### DATA RECORDS

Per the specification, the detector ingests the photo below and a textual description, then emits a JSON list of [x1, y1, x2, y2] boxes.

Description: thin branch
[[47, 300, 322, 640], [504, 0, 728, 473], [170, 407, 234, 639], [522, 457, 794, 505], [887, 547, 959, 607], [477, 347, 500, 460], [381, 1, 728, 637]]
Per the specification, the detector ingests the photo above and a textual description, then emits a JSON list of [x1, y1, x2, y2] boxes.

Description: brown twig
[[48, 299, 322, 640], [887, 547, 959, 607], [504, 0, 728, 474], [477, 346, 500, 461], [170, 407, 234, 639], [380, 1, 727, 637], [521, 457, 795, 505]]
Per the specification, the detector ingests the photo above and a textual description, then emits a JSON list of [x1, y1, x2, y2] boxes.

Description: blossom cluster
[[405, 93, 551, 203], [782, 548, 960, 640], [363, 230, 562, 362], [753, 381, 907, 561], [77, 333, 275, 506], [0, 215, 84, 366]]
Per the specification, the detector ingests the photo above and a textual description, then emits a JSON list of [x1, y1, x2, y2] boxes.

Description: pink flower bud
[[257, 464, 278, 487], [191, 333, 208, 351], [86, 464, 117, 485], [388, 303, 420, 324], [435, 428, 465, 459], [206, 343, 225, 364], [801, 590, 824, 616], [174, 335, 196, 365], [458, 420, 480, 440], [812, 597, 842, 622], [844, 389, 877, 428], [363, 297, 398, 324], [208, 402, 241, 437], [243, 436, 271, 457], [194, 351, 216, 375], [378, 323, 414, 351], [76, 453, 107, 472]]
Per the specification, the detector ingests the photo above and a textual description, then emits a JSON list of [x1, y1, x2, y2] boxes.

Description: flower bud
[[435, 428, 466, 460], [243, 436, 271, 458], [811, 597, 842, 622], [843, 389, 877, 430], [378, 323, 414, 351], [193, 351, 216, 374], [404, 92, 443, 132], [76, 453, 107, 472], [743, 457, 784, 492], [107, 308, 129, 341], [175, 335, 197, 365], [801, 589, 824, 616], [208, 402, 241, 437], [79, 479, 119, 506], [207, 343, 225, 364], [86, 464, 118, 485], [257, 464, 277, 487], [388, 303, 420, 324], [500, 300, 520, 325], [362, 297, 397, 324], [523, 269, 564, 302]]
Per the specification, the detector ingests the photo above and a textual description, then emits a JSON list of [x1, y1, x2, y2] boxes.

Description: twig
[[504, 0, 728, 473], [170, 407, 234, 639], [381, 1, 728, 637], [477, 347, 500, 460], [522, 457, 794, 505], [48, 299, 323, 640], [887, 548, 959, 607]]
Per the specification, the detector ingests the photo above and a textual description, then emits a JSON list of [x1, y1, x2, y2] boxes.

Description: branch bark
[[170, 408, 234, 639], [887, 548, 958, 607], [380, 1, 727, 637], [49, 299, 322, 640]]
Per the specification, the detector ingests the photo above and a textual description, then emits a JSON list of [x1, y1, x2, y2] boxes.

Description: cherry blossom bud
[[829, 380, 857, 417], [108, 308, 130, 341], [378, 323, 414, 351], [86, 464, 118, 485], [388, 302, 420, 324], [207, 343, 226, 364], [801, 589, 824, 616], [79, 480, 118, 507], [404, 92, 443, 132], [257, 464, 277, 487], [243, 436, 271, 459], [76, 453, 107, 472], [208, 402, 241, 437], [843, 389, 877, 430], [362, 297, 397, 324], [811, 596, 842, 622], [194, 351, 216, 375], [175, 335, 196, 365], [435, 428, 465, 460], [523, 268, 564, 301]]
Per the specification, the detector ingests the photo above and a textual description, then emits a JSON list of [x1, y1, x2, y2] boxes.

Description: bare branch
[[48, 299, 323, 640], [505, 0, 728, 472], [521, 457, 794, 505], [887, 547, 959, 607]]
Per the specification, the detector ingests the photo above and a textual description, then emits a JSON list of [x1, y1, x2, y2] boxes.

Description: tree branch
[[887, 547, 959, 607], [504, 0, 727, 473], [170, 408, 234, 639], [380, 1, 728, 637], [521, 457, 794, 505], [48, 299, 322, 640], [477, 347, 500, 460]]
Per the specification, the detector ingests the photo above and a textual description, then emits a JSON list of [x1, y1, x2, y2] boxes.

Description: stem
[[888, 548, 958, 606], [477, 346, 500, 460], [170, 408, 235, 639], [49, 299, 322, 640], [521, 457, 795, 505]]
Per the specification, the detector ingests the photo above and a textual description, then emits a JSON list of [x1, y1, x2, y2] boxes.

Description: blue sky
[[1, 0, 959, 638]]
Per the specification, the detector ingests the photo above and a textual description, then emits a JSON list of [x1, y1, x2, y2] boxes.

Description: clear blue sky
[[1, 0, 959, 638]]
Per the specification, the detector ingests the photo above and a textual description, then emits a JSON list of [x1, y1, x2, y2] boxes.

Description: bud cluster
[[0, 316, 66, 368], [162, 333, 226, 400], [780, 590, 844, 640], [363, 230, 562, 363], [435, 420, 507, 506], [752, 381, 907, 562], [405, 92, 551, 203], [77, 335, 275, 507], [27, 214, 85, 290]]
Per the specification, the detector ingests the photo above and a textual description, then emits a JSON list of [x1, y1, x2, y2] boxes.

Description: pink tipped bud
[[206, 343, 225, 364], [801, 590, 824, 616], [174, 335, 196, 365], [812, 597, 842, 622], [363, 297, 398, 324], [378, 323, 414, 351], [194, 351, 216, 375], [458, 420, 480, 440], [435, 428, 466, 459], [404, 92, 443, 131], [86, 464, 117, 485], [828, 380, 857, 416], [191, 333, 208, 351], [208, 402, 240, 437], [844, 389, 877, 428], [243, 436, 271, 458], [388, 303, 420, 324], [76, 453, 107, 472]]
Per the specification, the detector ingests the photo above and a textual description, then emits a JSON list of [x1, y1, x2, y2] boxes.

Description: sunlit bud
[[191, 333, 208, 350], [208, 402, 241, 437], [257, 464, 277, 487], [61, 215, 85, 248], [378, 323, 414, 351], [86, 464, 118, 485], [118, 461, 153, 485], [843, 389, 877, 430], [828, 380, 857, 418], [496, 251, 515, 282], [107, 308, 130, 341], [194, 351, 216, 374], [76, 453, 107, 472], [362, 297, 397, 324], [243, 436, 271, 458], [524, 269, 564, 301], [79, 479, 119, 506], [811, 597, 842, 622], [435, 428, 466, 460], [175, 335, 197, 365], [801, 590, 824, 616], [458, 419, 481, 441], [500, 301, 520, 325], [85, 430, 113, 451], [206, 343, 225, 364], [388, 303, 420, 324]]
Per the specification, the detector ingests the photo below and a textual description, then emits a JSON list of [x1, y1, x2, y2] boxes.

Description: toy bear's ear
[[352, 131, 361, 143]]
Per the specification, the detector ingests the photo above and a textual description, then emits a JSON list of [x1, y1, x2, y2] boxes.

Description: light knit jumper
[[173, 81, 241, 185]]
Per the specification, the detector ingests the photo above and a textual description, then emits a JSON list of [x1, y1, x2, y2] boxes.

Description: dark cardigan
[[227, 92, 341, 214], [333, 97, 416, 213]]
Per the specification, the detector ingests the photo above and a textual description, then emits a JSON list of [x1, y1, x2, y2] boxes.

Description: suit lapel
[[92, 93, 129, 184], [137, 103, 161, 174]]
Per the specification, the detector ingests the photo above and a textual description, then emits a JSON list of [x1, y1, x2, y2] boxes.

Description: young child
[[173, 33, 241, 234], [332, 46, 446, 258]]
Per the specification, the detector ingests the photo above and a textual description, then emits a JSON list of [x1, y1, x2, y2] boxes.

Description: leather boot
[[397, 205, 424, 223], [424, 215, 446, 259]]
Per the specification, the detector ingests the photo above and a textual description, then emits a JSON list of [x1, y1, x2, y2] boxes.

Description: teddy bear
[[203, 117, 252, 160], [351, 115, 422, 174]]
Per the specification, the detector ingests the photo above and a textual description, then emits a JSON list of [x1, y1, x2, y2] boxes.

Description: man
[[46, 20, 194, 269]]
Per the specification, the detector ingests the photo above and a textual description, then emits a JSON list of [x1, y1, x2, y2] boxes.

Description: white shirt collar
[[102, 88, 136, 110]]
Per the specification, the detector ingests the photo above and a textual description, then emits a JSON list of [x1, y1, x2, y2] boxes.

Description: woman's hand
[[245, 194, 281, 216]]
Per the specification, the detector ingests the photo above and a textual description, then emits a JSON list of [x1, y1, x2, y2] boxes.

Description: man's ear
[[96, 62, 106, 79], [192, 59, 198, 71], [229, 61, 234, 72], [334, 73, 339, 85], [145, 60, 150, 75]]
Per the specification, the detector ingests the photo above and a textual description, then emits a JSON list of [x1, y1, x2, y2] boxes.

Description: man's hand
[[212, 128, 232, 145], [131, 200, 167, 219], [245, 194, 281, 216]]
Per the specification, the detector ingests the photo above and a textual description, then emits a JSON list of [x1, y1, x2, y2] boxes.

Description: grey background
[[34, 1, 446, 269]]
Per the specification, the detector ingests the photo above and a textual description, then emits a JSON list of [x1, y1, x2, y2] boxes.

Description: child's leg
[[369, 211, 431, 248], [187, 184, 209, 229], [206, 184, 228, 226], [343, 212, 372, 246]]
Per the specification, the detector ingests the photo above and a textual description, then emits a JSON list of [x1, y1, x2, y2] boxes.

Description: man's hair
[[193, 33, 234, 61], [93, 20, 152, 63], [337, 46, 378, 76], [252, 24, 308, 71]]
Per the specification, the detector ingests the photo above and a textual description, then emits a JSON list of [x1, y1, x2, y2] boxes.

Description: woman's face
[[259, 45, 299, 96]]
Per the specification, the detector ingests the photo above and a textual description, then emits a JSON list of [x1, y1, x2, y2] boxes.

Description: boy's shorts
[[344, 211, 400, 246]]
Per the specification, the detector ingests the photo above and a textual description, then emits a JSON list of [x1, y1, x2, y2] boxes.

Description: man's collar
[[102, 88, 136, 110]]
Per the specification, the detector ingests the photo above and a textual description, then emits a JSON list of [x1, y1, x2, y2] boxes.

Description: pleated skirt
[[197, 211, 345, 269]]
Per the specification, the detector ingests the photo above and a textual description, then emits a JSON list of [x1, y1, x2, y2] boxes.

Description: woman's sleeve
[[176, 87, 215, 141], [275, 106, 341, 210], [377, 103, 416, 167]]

######

# [REQUIRED WORK]
Your answer should be the lines from the one containing "Description: man's hair" through the last line of the records, repeated exactly and with nothing added.

# [TASK RESULT]
Description: man's hair
[[193, 33, 234, 61], [93, 20, 152, 63], [337, 46, 378, 76], [252, 24, 308, 71]]
Per the specification, the detector ingests the photo above and a textual description, then emits a JSON list of [x1, y1, x2, y2] boxes.

Description: woman's face
[[259, 45, 299, 96]]
Per the specification, the detector ingests the photo above and a textual description, then emits a JSON list of [x1, y1, x2, y2] boxes.

Description: boy's shorts
[[344, 211, 400, 246]]
Per the specification, the detector ingests the photo above and a textual description, then emits a JSON list of [x1, y1, x2, y2] boxes.

Description: man's collar
[[102, 88, 136, 110]]
Per the specification, the detector ingests the photo above and a textual description, then emits a JSON list of [x1, y1, x2, y2] boxes.

Description: pleated skirt
[[197, 211, 345, 269]]
Per the specification, the detector ingests the photo above and a textual description, then emits a JSON list of [x1, y1, x2, y2] boxes.

Description: woman's sleeve
[[176, 87, 215, 141], [275, 106, 341, 210], [377, 103, 416, 167]]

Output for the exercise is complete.